Items from a data source:
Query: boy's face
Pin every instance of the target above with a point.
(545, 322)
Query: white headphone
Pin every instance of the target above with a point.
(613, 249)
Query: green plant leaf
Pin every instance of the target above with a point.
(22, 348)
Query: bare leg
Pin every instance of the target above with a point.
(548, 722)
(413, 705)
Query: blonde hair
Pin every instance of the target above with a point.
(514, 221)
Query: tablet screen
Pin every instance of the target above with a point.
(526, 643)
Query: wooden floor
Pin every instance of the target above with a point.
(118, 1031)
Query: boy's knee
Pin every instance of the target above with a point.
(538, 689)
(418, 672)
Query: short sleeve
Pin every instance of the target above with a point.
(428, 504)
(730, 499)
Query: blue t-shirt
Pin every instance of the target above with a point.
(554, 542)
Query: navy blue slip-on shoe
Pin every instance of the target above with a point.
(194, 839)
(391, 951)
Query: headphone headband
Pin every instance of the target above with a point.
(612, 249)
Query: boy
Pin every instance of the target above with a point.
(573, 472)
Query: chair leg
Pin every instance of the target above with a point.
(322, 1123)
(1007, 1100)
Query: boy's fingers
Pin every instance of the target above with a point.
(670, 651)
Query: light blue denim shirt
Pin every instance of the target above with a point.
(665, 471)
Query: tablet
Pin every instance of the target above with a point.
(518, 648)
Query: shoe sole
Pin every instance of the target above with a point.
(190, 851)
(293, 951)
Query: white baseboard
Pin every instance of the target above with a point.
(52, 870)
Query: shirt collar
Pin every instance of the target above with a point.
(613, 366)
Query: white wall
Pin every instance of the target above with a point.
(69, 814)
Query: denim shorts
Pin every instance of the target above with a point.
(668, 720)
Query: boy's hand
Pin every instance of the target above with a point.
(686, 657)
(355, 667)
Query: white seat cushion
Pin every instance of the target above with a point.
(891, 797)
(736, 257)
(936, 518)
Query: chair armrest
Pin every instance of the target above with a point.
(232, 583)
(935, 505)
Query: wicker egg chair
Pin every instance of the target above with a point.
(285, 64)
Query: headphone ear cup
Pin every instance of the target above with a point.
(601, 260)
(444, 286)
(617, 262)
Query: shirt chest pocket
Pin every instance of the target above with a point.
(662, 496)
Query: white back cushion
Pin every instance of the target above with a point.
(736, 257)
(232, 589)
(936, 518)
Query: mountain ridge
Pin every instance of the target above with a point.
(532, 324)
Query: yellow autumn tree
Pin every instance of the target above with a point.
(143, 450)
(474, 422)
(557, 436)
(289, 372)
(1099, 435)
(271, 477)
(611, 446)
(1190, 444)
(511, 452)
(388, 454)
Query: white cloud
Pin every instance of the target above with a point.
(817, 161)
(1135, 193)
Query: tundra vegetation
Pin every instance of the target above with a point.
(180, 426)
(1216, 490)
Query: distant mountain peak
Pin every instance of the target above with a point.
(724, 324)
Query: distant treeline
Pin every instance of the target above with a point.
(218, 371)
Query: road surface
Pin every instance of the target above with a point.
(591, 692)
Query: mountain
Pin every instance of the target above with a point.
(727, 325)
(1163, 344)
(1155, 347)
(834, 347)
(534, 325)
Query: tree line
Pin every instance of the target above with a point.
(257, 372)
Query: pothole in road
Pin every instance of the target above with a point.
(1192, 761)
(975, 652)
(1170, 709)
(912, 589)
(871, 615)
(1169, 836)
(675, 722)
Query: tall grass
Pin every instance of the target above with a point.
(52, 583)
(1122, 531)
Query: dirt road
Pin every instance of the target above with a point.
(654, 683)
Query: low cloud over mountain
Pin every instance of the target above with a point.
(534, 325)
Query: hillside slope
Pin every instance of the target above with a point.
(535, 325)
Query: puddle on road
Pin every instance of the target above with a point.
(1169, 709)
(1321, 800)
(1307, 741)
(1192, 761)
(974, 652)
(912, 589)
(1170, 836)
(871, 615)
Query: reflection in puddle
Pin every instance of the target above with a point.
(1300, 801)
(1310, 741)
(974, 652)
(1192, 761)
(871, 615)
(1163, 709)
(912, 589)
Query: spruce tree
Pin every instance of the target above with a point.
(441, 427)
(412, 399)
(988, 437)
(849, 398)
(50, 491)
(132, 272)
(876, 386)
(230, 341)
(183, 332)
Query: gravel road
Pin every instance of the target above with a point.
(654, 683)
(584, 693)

## [Your goal]
Set down no line except those from the one with "Query: puddle on road" to the last line of the data, inclusive, each exactly as written.

## [Completed exercise]
Query: puddle on road
Pin every instance of the target above with a point.
(1169, 709)
(1321, 800)
(1307, 741)
(1192, 761)
(974, 652)
(912, 589)
(1170, 836)
(871, 615)
Query: reflection in puddle
Pin every instance of the target above with a point.
(1300, 801)
(1310, 741)
(974, 652)
(1192, 761)
(871, 615)
(1163, 709)
(912, 589)
Query: spruce tree
Pin every instance of the target above with a point.
(441, 427)
(412, 399)
(988, 437)
(849, 398)
(50, 491)
(132, 272)
(876, 386)
(230, 341)
(183, 332)
Query: gravel road
Pin every instance of the target above with a point.
(654, 683)
(584, 693)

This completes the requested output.